STATED GOAL
Which lines in the records below contain the string "bracelet"? Report each of those lines in full, treating uppercase and lowercase as different.

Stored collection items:

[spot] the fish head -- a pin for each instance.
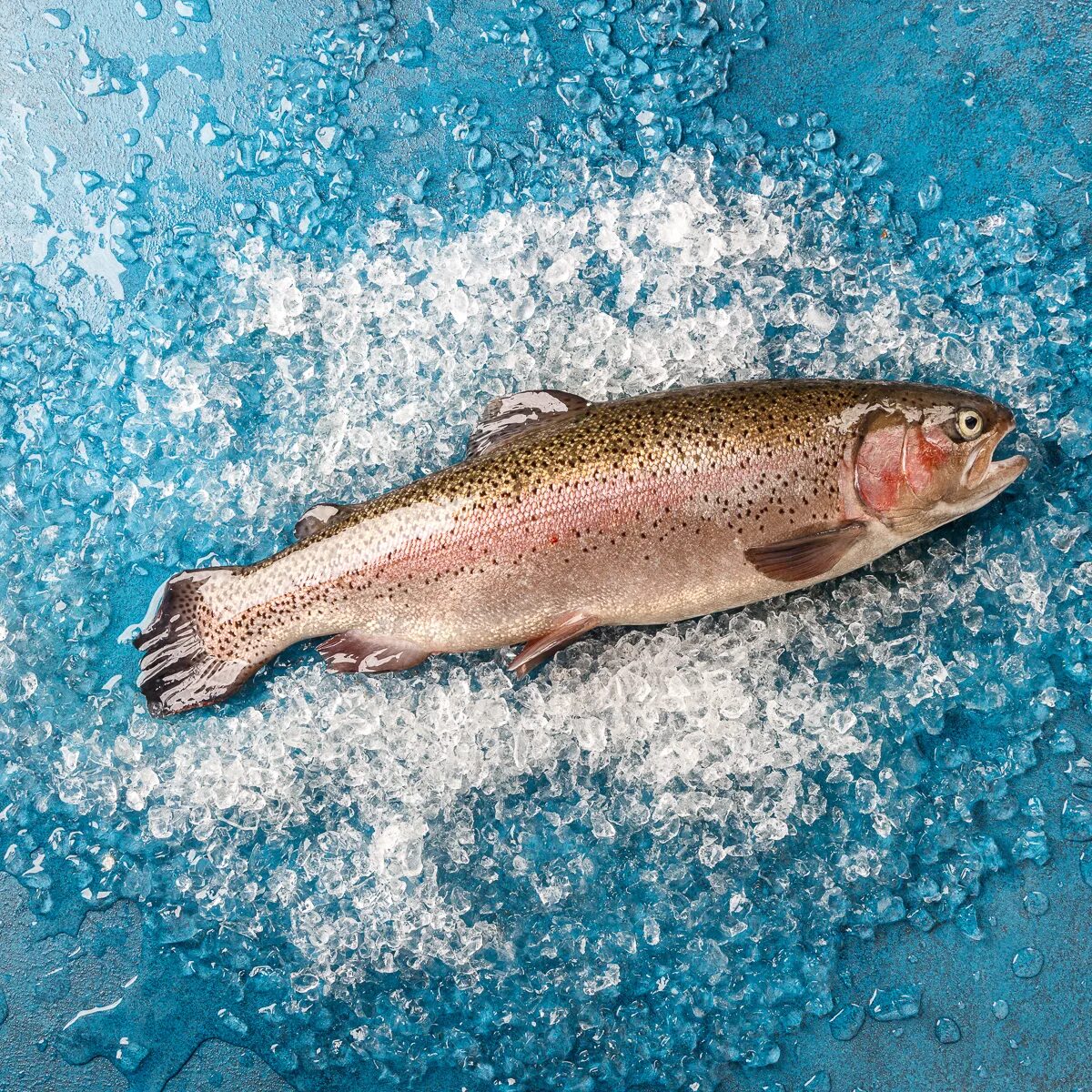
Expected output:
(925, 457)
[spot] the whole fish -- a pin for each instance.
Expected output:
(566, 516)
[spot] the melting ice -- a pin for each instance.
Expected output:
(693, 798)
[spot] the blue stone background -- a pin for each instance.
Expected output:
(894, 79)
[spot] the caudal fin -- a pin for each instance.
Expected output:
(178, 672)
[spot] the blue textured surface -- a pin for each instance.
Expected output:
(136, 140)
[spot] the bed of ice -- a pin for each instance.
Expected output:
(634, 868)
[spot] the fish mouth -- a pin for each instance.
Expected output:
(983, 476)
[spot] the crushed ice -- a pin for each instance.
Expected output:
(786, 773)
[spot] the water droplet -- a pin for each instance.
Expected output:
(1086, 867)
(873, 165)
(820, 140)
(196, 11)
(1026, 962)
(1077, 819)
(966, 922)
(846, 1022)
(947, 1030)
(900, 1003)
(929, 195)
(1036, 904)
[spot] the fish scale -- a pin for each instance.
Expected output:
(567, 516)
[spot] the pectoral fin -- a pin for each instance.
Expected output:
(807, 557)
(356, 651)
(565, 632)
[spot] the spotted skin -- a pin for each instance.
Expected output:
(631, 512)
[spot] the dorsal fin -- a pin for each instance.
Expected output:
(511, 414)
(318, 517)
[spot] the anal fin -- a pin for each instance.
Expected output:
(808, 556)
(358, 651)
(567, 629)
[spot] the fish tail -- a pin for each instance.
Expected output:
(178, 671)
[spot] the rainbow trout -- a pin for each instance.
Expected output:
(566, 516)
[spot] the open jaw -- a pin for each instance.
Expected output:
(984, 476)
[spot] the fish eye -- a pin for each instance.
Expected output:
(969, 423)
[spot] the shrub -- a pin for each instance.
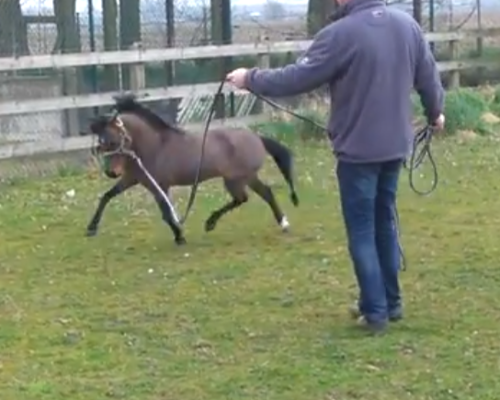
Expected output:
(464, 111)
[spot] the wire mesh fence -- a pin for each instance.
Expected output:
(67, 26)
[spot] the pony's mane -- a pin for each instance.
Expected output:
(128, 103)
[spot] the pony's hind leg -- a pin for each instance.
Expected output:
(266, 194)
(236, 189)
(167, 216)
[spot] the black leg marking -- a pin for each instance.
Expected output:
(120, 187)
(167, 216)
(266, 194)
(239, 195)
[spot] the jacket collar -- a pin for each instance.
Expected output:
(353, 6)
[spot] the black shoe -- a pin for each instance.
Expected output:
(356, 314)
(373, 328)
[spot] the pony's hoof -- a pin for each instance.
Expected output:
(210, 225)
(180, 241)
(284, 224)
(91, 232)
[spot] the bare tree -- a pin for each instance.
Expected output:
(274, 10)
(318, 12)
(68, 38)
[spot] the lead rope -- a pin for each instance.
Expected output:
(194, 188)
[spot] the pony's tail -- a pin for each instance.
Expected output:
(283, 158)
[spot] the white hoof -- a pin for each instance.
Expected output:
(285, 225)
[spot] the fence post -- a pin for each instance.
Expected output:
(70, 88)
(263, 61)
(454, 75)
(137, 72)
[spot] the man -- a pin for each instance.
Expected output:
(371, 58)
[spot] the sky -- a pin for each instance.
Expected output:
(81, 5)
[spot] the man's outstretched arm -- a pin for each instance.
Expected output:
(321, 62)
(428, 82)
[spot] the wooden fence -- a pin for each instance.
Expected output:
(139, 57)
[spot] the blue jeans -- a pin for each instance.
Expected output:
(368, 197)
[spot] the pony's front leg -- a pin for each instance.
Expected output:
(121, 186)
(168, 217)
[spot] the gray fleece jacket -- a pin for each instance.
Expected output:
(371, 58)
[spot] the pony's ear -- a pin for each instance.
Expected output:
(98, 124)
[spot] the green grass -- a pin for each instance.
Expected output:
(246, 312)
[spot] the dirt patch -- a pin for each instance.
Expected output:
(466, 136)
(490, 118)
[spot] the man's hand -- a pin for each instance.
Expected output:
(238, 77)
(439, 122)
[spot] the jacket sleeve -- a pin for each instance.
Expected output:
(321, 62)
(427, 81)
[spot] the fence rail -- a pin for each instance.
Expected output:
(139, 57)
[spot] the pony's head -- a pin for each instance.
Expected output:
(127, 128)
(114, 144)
--
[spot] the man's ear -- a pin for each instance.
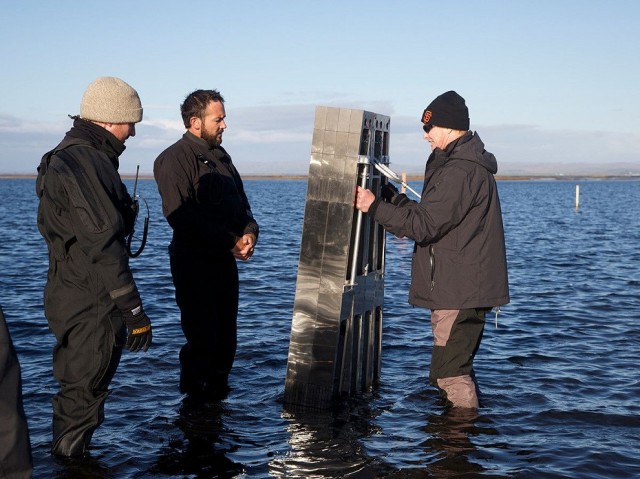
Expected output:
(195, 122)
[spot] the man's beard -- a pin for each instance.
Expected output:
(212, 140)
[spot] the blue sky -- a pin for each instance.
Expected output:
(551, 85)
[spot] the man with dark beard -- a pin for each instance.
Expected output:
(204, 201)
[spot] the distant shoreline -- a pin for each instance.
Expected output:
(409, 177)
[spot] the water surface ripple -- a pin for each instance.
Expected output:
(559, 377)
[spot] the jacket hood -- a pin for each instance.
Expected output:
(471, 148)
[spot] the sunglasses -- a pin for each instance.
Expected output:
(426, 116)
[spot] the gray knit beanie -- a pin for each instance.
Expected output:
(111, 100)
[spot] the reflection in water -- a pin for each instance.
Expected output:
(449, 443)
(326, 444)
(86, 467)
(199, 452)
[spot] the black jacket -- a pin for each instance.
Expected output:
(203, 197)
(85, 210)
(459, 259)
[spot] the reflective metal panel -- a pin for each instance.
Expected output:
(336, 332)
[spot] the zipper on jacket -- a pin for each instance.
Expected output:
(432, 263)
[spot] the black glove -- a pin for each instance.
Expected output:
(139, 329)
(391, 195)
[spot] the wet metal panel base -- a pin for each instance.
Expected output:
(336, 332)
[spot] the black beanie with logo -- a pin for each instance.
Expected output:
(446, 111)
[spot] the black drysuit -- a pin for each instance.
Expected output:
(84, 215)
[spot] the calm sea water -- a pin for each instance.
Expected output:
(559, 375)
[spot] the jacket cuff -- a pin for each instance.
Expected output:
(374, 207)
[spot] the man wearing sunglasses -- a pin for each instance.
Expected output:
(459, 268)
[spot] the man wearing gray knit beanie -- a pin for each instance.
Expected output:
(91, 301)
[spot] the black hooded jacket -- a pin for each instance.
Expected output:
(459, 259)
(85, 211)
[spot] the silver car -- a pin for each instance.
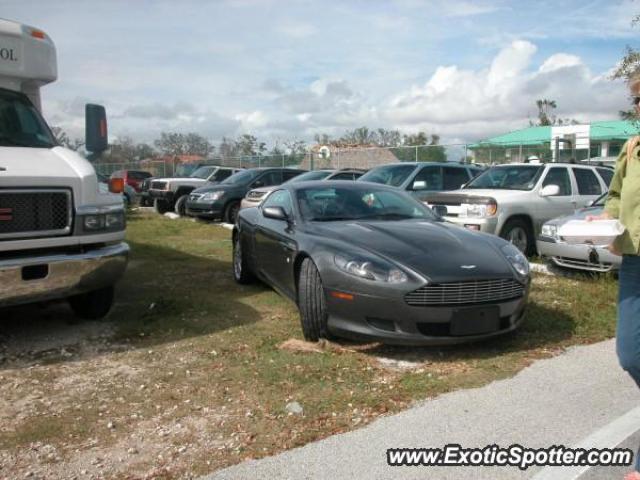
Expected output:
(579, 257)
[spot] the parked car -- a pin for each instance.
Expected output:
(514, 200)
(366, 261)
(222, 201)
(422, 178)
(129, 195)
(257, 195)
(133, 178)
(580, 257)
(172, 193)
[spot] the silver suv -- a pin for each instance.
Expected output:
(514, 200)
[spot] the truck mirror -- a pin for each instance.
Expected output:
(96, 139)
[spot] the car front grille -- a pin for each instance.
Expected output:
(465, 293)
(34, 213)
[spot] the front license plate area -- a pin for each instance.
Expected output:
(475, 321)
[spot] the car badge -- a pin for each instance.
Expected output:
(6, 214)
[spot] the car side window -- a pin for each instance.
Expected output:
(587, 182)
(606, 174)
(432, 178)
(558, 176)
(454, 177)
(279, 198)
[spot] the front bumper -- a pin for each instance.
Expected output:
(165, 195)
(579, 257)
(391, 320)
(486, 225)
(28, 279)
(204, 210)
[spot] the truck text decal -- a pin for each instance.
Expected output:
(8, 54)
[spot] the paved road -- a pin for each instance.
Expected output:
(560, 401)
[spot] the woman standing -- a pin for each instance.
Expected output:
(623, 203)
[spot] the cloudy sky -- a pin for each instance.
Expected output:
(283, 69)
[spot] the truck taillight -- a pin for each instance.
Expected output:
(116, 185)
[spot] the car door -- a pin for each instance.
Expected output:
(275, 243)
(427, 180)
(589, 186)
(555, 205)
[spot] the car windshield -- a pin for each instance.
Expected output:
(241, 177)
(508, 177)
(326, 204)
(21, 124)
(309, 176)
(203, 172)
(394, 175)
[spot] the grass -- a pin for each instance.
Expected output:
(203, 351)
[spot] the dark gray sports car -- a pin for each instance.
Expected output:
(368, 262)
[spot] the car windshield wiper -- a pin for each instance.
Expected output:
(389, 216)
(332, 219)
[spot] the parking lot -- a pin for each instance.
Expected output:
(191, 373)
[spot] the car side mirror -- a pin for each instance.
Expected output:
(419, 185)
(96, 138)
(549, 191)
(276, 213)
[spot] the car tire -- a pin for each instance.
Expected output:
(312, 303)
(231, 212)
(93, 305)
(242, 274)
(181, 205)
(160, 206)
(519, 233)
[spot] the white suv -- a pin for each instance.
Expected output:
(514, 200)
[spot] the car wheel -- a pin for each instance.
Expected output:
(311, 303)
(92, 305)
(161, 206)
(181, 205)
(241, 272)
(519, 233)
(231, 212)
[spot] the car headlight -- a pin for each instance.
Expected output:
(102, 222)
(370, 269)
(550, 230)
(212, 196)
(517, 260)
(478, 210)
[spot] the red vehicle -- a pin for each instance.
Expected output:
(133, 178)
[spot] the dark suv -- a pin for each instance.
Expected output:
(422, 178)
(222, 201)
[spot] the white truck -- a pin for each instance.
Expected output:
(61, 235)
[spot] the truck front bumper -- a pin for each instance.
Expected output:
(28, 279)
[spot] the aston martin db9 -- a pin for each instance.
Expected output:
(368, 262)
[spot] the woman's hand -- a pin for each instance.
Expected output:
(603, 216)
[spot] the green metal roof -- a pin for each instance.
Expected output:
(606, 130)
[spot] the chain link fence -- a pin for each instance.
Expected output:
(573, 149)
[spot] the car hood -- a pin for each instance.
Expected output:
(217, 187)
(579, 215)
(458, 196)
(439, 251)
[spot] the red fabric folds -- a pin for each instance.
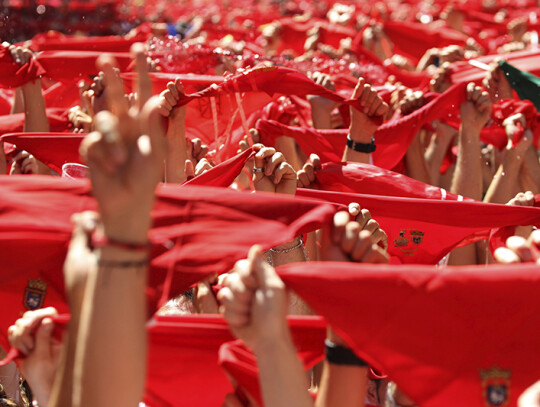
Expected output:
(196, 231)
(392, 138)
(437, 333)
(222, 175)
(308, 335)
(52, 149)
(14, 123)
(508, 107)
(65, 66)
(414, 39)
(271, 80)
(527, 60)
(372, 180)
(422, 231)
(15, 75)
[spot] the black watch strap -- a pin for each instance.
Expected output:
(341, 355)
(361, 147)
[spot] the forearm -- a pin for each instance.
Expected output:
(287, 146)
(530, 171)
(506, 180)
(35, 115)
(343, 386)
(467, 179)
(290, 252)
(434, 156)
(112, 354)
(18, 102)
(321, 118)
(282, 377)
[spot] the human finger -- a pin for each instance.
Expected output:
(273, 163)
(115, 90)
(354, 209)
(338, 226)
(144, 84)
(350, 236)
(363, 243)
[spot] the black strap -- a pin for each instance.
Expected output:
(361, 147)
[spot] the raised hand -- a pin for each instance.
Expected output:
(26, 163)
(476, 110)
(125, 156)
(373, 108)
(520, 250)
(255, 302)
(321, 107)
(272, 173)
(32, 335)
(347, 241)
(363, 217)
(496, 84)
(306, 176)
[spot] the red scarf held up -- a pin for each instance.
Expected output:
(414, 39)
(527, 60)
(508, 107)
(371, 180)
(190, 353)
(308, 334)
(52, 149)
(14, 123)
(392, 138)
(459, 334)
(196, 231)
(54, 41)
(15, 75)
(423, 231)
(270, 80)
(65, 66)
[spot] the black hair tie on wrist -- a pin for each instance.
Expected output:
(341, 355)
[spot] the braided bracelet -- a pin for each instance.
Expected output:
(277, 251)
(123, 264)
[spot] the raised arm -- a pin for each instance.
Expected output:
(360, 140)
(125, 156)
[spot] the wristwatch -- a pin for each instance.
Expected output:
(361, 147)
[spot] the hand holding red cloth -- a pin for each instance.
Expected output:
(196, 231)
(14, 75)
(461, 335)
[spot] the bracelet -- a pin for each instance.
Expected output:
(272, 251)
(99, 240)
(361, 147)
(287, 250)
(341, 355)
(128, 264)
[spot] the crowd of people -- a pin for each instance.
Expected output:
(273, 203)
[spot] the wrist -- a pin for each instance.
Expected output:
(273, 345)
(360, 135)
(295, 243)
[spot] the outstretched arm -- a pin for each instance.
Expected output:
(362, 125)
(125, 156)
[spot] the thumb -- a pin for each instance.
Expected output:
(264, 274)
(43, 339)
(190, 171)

SOLUTION
[spot] the braided bracelet -- a pin for each instance.
[spot] the bracelet -- a pin for each instance.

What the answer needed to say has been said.